WHAT TO PRODUCE =
Nothing may be dropped or altered: reproduce all the data.

[Region annotation entries]
************

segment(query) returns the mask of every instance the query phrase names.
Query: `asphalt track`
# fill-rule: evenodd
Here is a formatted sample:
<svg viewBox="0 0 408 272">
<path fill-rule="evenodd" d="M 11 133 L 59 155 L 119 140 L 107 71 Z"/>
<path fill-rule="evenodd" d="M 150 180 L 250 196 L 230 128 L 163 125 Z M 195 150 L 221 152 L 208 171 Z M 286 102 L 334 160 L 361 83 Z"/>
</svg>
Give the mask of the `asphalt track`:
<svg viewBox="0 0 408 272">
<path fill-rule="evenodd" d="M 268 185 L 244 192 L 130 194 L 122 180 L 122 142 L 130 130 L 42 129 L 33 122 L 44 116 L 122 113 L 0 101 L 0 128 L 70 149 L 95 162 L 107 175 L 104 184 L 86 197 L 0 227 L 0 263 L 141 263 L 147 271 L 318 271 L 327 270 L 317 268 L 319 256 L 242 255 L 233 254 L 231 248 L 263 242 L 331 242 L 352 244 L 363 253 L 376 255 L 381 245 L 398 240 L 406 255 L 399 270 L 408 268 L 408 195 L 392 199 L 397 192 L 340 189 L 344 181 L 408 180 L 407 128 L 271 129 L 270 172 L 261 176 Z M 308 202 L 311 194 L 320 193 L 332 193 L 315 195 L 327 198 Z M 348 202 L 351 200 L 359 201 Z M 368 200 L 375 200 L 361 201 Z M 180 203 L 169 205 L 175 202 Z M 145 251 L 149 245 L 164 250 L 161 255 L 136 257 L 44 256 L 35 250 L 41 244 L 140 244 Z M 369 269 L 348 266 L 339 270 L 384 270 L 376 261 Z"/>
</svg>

************

CORRECT RESULT =
segment(query) returns the mask of every instance the query phrase names.
Query: `asphalt track`
# fill-rule: evenodd
Here is a formatted sample:
<svg viewBox="0 0 408 272">
<path fill-rule="evenodd" d="M 11 133 L 59 155 L 119 140 L 107 71 Z"/>
<path fill-rule="evenodd" d="M 150 180 L 250 196 L 230 128 L 163 125 Z M 195 150 L 221 152 L 208 171 Z M 286 102 L 334 160 L 361 83 Z"/>
</svg>
Give the mask of the `asphalt track`:
<svg viewBox="0 0 408 272">
<path fill-rule="evenodd" d="M 268 185 L 244 192 L 130 194 L 122 180 L 122 142 L 130 130 L 42 129 L 33 122 L 44 116 L 122 113 L 0 101 L 0 128 L 70 149 L 95 162 L 107 175 L 104 184 L 86 197 L 0 227 L 0 263 L 141 263 L 147 271 L 318 271 L 327 270 L 317 268 L 319 256 L 242 255 L 233 254 L 231 248 L 263 242 L 331 242 L 352 244 L 363 253 L 376 255 L 381 245 L 398 240 L 406 255 L 399 270 L 408 268 L 408 195 L 392 199 L 397 192 L 340 189 L 344 181 L 408 180 L 407 128 L 271 129 L 270 172 L 261 176 Z M 308 202 L 311 194 L 320 193 L 332 193 L 315 195 L 327 198 Z M 348 202 L 351 200 L 359 201 Z M 368 200 L 375 200 L 361 201 Z M 180 203 L 169 205 L 175 202 Z M 145 251 L 149 245 L 164 250 L 161 255 L 136 257 L 44 256 L 35 250 L 41 244 L 140 244 Z M 369 269 L 348 266 L 339 270 L 384 270 L 376 261 Z"/>
</svg>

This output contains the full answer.